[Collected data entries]
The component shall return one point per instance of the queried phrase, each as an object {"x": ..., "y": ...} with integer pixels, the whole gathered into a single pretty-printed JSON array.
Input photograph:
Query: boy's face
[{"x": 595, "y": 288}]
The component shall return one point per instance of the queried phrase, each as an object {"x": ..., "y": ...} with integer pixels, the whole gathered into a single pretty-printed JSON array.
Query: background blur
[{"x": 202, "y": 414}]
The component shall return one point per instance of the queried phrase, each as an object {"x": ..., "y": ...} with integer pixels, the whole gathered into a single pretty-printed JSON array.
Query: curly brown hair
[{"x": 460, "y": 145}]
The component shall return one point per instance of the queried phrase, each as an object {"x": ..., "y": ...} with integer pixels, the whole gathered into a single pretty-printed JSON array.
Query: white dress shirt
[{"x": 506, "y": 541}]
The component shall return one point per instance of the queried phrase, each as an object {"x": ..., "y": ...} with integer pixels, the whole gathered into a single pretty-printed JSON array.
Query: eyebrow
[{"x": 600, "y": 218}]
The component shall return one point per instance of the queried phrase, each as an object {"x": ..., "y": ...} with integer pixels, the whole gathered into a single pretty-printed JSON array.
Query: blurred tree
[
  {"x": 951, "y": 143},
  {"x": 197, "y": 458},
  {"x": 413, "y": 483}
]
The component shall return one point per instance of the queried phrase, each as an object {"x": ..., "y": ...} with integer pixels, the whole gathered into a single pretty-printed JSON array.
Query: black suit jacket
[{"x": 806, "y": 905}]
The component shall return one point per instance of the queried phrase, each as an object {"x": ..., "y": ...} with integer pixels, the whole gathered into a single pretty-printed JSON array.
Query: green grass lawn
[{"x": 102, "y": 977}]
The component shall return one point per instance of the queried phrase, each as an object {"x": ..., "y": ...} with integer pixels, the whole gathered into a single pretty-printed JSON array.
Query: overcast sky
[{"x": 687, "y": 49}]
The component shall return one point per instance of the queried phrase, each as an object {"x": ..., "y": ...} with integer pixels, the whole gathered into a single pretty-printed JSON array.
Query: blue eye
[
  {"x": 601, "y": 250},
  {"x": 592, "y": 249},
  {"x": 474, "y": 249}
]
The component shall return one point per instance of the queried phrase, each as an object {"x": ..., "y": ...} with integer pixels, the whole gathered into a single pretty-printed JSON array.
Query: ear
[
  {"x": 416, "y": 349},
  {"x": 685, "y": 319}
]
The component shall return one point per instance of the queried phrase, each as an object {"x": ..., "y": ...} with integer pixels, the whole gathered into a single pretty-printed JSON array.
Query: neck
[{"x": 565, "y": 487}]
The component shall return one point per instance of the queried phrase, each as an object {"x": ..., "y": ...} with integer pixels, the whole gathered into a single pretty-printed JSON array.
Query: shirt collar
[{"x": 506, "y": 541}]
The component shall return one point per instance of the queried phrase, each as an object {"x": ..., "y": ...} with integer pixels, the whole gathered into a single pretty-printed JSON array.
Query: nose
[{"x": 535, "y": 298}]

→ **Task prompt**: Output every record above a second time, exactly.

→ **Problem solution**:
The component shall return one point per instance of the queried phrase, each as an object {"x": ..., "y": ...} with integer pixels, the whole gathered into a single pretty-printed JSON array.
Input photograph:
Query: boy's face
[{"x": 595, "y": 288}]
The component shall return one point per instance of the queried phrase, each as an object {"x": ..., "y": ...} with integer pixels, the whole gathered into a single pretty-printed JSON array.
Query: background blur
[{"x": 202, "y": 414}]
The component shall return one point per instance of the queried phrase, each as an object {"x": ..., "y": ...} with integer pixels, the whole gathered into a single pretty-printed JSON array.
Query: curly brown hair
[{"x": 460, "y": 145}]
The component shall return one point per instance of the queried phrase, each as an object {"x": ..., "y": ...} with integer pixels, the whole gathered into a single pretty-printed JSON array.
Query: white dress shirt
[{"x": 506, "y": 541}]
The component shall return one point per instance of the queried phrase, each as an object {"x": ..., "y": ...} with integer pixels, the whole gathered into a single pretty-printed JSON array.
Query: eyebrow
[{"x": 600, "y": 218}]
The component shall return one point per instance of the queried phrase, each as an object {"x": ..., "y": ...} with integer pixels, the whole gathered into a single pretty-printed JSON array.
Query: blurred tree
[
  {"x": 951, "y": 143},
  {"x": 197, "y": 458},
  {"x": 413, "y": 483}
]
The component shall return one point per instance of the queried phrase, each as an object {"x": ..., "y": ...} with integer pixels, the whole gathered into a single pretty-printed JSON array.
Query: black suit jacket
[{"x": 806, "y": 905}]
The component shall return one point per instance of the queried phrase, each as an object {"x": ..., "y": ...} with integer pixels, the whole gathered into a single pretty-printed JSON array.
Query: green grass lawn
[{"x": 102, "y": 977}]
The component shall return one point per instance of the queried phrase, each as an object {"x": ..., "y": ...} with integer pixels, the whole gathered into a single pretty-printed JSON array.
Query: overcast sky
[{"x": 687, "y": 49}]
The component shall return one point per instance of the queried phrase, each as an object {"x": ..., "y": ...} with integer pixels, the whole gathered into a single pretty-printed JSON array.
Query: blue eye
[
  {"x": 601, "y": 250},
  {"x": 592, "y": 249},
  {"x": 474, "y": 249}
]
The component shall return one point per instance of the queried phrase, each as an object {"x": ..., "y": ...} with integer pixels, the whole gathered into a single pretty-printed JSON array.
Query: ear
[
  {"x": 416, "y": 349},
  {"x": 685, "y": 319}
]
The component shall return one point per instance of the queried phrase, each as an object {"x": ..., "y": ...} with integer pixels, the whole gathered into a single pretty-printed JSON array.
Query: neck
[{"x": 565, "y": 487}]
The component shall return one point per instance of the queried phrase, each as an object {"x": ..., "y": ...} with integer pixels, the whole gathered into a single pretty-printed JSON array.
Query: shirt collar
[{"x": 506, "y": 541}]
The component shall return one point per instance of the queried phrase, each as an object {"x": ..., "y": ...} with integer pixels, the whole gathered into a single pretty-printed JSON array.
Query: nose
[{"x": 535, "y": 298}]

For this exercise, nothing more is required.